_WORK TO BE COMPLETED_:
A complete answer lists every line of the entries below where the string "broad" appears.

_THE RECORDS_:

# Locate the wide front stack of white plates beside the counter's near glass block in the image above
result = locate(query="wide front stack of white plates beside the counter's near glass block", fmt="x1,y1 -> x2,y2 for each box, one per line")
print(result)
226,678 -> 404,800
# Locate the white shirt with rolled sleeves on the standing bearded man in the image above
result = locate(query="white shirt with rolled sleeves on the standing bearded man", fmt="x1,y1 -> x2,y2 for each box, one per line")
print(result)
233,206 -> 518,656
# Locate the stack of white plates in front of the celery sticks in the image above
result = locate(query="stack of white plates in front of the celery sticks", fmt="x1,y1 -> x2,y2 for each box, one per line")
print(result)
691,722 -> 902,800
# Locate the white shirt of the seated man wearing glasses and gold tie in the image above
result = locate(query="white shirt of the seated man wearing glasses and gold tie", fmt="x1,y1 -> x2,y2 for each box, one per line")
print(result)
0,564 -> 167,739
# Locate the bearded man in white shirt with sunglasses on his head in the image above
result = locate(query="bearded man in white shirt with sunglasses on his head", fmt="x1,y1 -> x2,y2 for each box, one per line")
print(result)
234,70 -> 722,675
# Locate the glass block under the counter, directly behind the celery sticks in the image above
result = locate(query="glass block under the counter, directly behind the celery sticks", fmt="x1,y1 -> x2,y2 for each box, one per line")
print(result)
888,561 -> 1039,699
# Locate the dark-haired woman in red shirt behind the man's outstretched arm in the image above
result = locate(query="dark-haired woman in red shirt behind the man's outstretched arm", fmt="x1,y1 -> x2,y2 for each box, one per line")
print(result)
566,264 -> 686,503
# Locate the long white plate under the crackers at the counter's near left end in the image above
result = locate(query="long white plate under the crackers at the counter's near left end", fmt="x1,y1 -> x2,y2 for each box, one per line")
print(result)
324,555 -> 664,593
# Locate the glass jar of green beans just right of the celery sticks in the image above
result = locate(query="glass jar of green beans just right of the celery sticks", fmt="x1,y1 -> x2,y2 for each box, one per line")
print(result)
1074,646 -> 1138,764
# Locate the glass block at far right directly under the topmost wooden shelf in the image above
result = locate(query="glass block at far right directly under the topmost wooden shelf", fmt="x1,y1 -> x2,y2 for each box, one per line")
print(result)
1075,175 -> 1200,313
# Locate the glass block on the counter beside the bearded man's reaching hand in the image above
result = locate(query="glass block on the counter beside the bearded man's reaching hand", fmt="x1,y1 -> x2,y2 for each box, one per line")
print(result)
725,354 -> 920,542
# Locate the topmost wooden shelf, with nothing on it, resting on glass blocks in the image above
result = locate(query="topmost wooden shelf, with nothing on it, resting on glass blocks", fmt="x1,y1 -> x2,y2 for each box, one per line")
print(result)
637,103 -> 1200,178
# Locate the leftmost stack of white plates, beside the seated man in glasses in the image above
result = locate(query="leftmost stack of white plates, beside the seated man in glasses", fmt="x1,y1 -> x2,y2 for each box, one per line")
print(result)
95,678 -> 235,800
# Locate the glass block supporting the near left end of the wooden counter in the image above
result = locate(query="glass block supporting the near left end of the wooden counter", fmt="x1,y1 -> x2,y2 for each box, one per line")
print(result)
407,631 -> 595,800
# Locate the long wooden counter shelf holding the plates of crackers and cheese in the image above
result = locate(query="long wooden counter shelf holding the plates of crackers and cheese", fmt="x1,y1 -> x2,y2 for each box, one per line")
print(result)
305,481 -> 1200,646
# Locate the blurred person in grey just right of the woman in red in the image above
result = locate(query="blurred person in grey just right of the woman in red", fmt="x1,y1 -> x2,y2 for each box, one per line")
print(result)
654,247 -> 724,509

* * *

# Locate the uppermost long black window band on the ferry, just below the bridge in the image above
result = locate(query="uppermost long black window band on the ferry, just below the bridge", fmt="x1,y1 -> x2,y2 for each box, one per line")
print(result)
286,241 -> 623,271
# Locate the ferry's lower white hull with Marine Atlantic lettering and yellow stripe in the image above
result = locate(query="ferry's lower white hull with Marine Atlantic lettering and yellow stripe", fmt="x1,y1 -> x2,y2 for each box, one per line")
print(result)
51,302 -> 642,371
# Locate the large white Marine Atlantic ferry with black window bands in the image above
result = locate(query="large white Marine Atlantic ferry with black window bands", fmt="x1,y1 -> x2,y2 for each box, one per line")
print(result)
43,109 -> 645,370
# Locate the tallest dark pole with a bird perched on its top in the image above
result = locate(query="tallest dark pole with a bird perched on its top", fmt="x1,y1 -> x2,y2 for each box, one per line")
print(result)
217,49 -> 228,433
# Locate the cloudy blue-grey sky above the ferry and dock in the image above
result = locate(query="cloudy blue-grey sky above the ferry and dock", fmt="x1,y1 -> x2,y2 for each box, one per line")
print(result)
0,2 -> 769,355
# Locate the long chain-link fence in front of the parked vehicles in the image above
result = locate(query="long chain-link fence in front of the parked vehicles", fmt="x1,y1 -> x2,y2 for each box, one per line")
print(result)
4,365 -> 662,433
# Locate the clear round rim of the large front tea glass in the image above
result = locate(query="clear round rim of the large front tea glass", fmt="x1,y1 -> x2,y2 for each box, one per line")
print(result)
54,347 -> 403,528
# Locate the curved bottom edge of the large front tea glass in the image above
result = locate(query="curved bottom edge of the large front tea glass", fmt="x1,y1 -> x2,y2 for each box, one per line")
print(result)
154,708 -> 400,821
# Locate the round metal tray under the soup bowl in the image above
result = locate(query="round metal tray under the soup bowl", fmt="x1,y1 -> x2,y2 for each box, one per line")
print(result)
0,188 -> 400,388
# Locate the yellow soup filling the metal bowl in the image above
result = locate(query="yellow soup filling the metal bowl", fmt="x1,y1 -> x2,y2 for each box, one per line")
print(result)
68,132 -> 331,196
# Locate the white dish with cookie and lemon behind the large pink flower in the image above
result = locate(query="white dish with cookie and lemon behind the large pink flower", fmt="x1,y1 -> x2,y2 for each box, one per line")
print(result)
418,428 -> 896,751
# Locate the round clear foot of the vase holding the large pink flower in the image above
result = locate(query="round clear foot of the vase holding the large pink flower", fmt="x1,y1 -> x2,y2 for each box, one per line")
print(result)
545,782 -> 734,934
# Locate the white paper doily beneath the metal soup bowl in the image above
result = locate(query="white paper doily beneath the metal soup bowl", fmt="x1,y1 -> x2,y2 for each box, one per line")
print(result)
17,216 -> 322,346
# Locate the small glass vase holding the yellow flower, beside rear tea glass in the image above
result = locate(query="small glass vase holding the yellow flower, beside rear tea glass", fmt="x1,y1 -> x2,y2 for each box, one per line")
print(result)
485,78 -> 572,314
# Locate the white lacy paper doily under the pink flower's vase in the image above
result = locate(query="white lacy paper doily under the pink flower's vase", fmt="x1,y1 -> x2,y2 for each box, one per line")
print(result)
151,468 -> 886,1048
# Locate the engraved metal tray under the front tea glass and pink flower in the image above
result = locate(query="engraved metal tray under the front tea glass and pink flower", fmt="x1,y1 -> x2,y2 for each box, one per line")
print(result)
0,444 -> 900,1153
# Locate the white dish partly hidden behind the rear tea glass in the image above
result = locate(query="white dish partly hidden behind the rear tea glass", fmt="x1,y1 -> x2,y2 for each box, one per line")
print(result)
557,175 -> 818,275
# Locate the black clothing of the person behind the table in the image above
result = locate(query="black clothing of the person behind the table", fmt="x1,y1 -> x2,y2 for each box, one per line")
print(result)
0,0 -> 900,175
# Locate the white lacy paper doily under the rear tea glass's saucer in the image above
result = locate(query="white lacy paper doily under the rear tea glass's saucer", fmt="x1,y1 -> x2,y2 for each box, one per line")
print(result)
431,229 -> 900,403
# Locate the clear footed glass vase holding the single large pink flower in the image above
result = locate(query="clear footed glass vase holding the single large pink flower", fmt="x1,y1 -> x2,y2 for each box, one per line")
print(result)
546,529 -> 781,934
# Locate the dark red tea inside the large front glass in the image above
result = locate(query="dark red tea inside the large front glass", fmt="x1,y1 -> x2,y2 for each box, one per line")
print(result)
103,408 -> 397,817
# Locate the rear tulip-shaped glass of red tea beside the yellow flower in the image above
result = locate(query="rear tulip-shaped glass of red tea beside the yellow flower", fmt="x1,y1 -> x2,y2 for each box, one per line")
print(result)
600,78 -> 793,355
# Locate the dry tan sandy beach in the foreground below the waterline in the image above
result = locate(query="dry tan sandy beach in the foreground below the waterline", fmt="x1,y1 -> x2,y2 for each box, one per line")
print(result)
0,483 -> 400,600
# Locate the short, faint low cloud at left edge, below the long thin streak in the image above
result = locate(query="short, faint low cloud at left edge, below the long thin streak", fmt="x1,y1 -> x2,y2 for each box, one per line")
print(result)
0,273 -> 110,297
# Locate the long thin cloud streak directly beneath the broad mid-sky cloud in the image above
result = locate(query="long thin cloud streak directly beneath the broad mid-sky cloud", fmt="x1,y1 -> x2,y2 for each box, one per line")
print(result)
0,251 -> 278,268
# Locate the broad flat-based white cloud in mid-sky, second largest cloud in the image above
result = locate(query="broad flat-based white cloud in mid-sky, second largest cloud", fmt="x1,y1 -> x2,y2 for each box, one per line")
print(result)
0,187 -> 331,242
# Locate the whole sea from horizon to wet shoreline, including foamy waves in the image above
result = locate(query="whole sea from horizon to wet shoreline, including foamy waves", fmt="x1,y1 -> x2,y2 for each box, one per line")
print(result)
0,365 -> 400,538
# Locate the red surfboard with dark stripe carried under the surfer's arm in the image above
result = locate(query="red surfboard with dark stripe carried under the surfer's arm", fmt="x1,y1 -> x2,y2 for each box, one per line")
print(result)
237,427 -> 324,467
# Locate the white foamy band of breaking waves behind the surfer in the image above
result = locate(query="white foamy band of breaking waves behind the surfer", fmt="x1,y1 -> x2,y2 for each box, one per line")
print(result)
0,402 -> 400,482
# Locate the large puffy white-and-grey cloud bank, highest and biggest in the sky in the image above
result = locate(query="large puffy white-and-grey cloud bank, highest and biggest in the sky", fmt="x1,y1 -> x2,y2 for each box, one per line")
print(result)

_TASK OUTPUT_:
# Locate the long thin cloud streak directly beneath the broad mid-sky cloud in the image above
result = locate(query="long thin cloud streak directly beneath the broad mid-sky cloud", fmt="x1,y1 -> x2,y2 for each box, one per line")
# Locate the broad flat-based white cloud in mid-sky, second largest cloud in the image above
result = locate(query="broad flat-based white cloud in mid-sky, second largest cloud", fmt="x1,y1 -> x2,y2 for each box, one per line")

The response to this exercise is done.